> [WRITTEN INSTRUCTION A]: From the animism text below, extract the passage starting with "However, millions of" and going on through "of spiritual essence.", copied word for word.

> [SOURCE EXTRACT]:
----------------------------------------

For most modern people, the concept of imagining a world without a tangible, rigid religion seems almost impossible.

However, millions of indigenous people worldwide don’t even have a word for “religion.” Instead, their practice of spirituality is rooted in everything around them, from geographic features and weather to the birds and the bees.

This concept spread all over the world and different from one community to the next, is loosely known as animism and might just be the oldest sort of religion in the world.

So what is animism, and what makes it different from all of the other spiritual belief systems throughout the world?

Defining Animism 

At its core, animism is the fundamental belief that everything has a unique and distinct sort of spiritual essence.

This includes all living creatures, from humans and animals to plants and insects — but also more abstract things, like objects, places, and even geographical features.

To anyone who finds this concept strange, remember that animism is probably one of the oldest sorts of spirituality on the planet, far older than contemporary organized religions [1]. 

Before there were organized and centralized religions, humanity practiced this form of spirituality globally, each with its own unique twist and specific focus.

Complicating the matter is the fact that animism is one of those terms that we use in modern times to describe something that is unnamed and fundamentally inherent to many different cultures.

When scholars refer to animism [2], it’s usually in reference to the broader category of religions and spiritualities that exist in indigenous cultures, usually by way of comparing it with contemporary organized religions.

However, the people who practice animism would not view themselves as practicing any sort of religion or specific spirituality — it’s simply part of their inherent culture.

Complicating this is the fact that the broad definition of animism applies to a thousand or more different cultural practices, many of them lost to time or are as-of-yet still unstudied.

If you were to study native peoples in Mexico and observe their spiritual practices 1000 years ago, you would find them totally different from even the Potawatomi people that lived on the same continent.

However, their fundamental belief that the world around them has a “spirit” was shared, even if the way they acknowledged it or honored them was different.

There are all sorts of different traditions within the broad category of animism, each contributing to the myriad of distinct aspects of spiritualism around the world.

The Diverse Traditions Of Animism

When modern people think of animism, they tend to think of it in terms of ancient spiritual practices — images of sacrifice or worshiping trees and the like.

However, the unique aspect of animism is how distinct each different culture practices the same fundamental belief in the inherent spirituality of the world around them.

For example, the types of animism that indigenous peoples in North America practiced [3] tended to focus on the natural world’s collaborative spirit. Native peoples of the Pueblo regions, for example, believed that the pots that they made from clay had their own individual spirit and existed as a result of a compromise between the clay and the human that made them.

Contrast that with some forms of animism found in Asia, such as the Philippines [4], where a lot of their spiritual focus revolves around the worship of ancestors.

In many different Asian forms of animism, the deceased take on a sort of spiritual watchfulness over the living, and it is the responsibility of the living to pay homage to the dead to ensure that they continue to watch over their living family.

----------------------------------------

> [EXERCISE INPUT]:
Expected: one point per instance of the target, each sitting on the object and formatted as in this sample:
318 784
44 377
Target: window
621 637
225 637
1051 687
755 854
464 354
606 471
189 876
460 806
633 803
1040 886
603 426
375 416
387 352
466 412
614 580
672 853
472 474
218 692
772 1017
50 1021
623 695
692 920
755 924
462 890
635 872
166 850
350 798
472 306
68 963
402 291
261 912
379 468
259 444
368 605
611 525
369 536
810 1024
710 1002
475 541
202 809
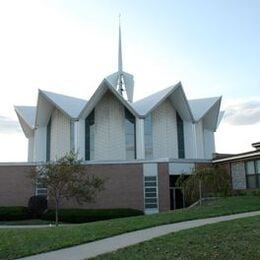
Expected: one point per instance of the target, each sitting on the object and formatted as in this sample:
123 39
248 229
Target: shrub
13 213
36 206
90 215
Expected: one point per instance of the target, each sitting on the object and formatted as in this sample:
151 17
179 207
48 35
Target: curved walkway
113 243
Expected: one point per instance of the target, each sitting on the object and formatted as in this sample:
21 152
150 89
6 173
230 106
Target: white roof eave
104 85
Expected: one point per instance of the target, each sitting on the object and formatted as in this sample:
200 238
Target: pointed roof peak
120 59
120 80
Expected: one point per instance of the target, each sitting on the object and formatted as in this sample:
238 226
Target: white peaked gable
99 93
69 105
163 125
26 116
201 106
27 113
176 95
128 80
206 109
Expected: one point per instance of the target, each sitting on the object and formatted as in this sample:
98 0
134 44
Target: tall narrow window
180 133
48 141
148 137
89 136
130 135
252 180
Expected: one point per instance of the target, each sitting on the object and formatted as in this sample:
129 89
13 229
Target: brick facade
164 187
15 186
123 187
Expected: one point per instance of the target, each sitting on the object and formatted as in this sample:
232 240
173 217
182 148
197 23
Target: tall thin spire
122 81
120 62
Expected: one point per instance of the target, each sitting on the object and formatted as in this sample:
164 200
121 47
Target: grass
27 222
236 239
33 241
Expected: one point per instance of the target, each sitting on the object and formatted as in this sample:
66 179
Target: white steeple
120 80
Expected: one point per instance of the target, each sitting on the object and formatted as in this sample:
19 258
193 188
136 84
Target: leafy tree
205 182
66 178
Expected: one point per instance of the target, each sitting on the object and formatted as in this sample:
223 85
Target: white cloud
246 112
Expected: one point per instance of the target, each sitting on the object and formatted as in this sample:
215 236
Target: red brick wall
15 186
163 185
123 187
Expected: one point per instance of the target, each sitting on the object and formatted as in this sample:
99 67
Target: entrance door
177 198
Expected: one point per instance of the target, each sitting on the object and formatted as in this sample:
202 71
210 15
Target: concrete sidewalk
113 243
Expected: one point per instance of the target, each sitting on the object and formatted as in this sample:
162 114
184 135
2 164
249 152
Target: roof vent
256 145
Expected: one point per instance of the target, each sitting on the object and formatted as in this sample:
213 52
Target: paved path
113 243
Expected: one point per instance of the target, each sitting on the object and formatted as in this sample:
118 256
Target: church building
163 132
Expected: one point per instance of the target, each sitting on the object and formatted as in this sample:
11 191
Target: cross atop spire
120 80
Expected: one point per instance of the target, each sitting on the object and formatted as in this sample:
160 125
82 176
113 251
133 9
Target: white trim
237 157
140 147
151 170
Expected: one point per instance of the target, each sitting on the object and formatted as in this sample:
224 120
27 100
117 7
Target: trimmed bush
36 206
90 215
13 213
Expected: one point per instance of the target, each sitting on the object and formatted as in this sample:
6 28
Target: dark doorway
177 196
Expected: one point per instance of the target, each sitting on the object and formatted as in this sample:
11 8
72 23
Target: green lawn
27 222
33 241
236 239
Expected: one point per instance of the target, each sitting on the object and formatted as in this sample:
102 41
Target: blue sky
70 46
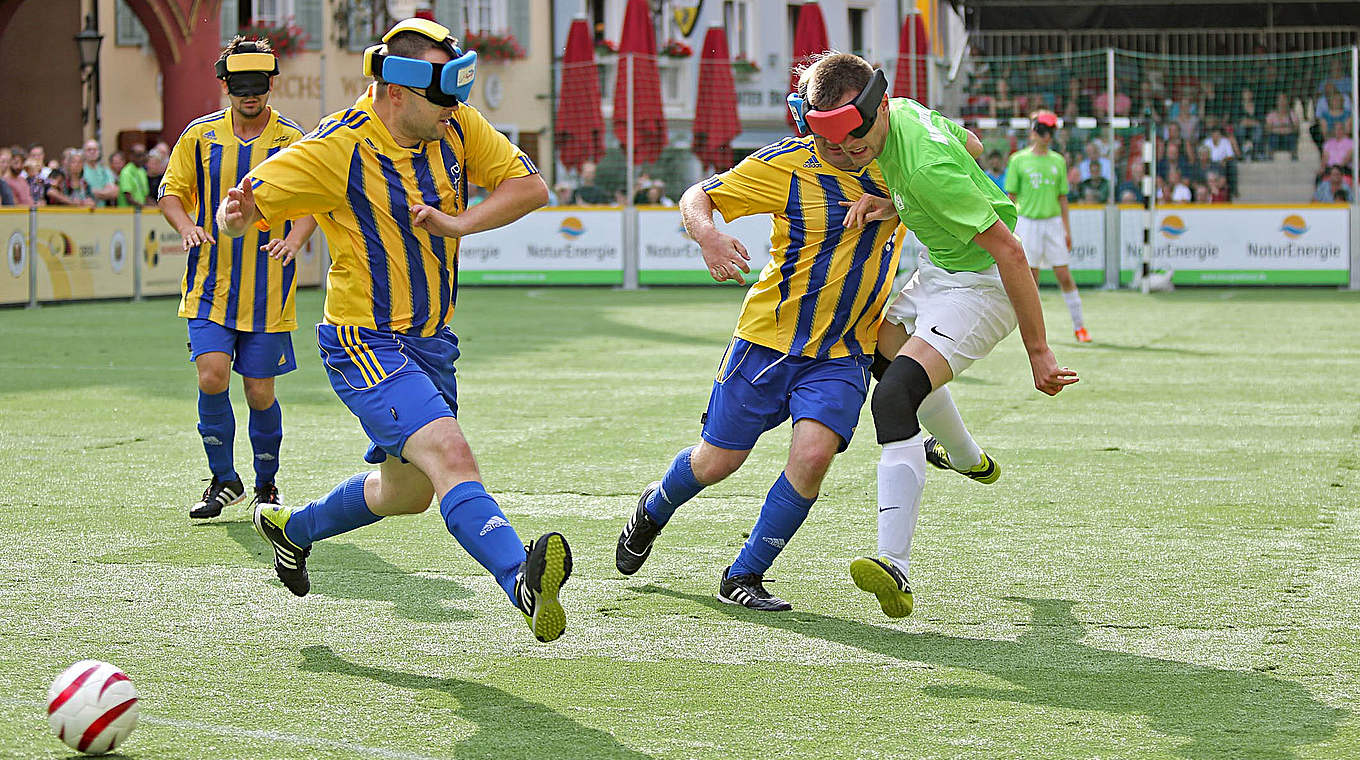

----------------------------------------

> [WRITTEN INSTRUCTION B]: Copy every line of the listing above that contains the word "roof".

> [FULL OUTPUT A]:
However, millions of indigenous people worldwide don’t even have a word for “religion.” Instead, their practice of spirituality is rooted in everything around them, from geographic features and weather to the birds and the bees.

This concept spread all over the world and different from one community to the next, is loosely known as animism and might just be the oldest sort of religion in the world.

So what is animism, and what makes it different from all of the other spiritual belief systems throughout the world?

Defining Animism 

At its core, animism is the fundamental belief that everything has a unique and distinct sort of spiritual essence.

> [FULL OUTPUT B]:
Target: white roof eave
Target: pointed roof peak
Target: roof vent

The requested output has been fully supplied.